--- start ---

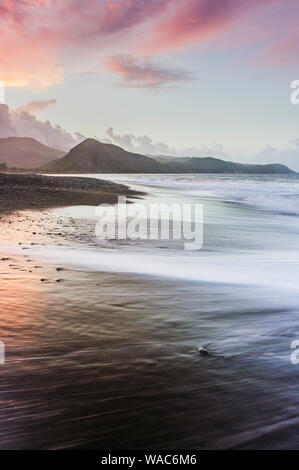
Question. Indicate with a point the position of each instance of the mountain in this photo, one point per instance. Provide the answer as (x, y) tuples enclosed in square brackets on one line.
[(215, 165), (92, 156), (27, 153)]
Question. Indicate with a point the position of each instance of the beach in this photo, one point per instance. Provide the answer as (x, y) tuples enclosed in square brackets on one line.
[(26, 191), (102, 337)]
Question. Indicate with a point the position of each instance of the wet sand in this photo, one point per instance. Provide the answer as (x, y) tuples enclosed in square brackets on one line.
[(24, 191), (98, 360), (92, 364)]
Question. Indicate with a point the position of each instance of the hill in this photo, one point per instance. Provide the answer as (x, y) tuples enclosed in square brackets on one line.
[(215, 165), (27, 153), (92, 156)]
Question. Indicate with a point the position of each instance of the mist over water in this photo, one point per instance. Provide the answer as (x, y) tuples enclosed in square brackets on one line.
[(109, 357)]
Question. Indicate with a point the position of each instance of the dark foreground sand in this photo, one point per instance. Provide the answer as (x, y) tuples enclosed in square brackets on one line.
[(23, 191)]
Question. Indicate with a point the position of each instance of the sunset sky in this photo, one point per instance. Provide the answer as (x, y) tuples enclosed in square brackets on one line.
[(185, 77)]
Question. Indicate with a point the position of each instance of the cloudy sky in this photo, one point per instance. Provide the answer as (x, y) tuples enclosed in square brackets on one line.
[(182, 77)]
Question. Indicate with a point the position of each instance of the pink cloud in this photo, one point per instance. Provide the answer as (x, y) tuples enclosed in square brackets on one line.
[(190, 21), (23, 124), (41, 39), (144, 74), (35, 107)]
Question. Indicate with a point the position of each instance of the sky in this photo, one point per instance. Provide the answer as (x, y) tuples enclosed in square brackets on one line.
[(175, 77)]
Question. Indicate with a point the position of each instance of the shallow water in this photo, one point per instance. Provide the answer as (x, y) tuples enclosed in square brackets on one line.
[(107, 357)]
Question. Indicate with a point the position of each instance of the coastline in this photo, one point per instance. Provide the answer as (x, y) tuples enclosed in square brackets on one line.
[(36, 192)]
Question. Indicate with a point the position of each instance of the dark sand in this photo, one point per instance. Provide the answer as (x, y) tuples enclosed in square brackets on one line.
[(24, 191)]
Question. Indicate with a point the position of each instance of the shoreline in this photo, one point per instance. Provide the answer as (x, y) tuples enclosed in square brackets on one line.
[(37, 192)]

--- end ---

**Directions for this task:** Reproduce every line of the records above verbatim, leaving out the pictures.

**Response to this task:**
Question. Indicate with a point the position of each instance of the mountain in this photo, one point per instance. Provide the answer as (x, y) tuples enclosed in square brackets on one line.
[(215, 165), (92, 156), (27, 153)]
Question. Indicate with a point the position of each instance of the beach in this photo, one point per instance. Provide the answer as (x, y) tuples enclosed in square brackets on one line.
[(26, 191), (102, 337)]
Question. Indicate with a point the position of each instance of the wet sand in this photo, one point per instance. Provide the answer as (x, y) tuples enclosed in square brackets on one line.
[(24, 191), (98, 360), (92, 364)]
Question. Indicate with a point the position of each instance of the hill in this photo, one point per instance. Provide the answer as (x, y) tuples enclosed in square brackets on one line.
[(215, 165), (27, 153), (92, 156)]
Question. Indicate with a point the position of each instance of the mist over water in this photo, one point per instance. Provide the answer as (x, y) tuples enclosed in square brackets on one line.
[(109, 357)]
Question. Indicate with a point the position of each instance of the dark foreground sand in this photo, one point per instance. Provide the answer as (x, y) tuples enclosed in square brackets on one line.
[(23, 191)]
Question. Indicate with a point the position of each instance of the sunset sky in this photo, one point per instance. Provide the answer as (x, y) tuples enclosed in square brackets on one line.
[(185, 77)]
Question. Indicate with a point the position of each instance of the cloudy sky in this photo, one point per instance. Provide the answer as (x, y) tuples enclosed in square brackets on one line.
[(182, 77)]
Question. Indicate with a point the position of each instance of the pink cloud in this photo, one point per instance. Provide the answer as (x, y) tuples enclosed in square brackets on one line.
[(190, 21), (23, 124), (41, 39), (144, 74), (35, 107)]
Question. Indicate with a point the position of each instance of the sky in this photo, one point per instance. Provide the answer as (x, y) tuples enclosed in square brackets on one line.
[(175, 77)]
Question. Indicate with a point the position of each instance of the shallow water in this photo, one point per instance. Provide the answer as (x, y) tuples enclosed in square brackets on one line.
[(107, 357)]
Question. Indicate with a point the position of each instance of the coastline in this photo, one point per instance. Provide the answer as (x, y) tuples enclosed in square brackets on one line.
[(36, 192)]
Question. Indicate with a point the position of each instance of the dark sand in this photo, one point per instance. Provide the answer as (x, y) tuples enclosed in square brackets on one line.
[(24, 191)]
Question. Indicate with a point the position of each instance of the shoreline in this photo, one point per instance. Provide the answer as (x, y) tuples enclosed in square brackets on one line.
[(37, 192)]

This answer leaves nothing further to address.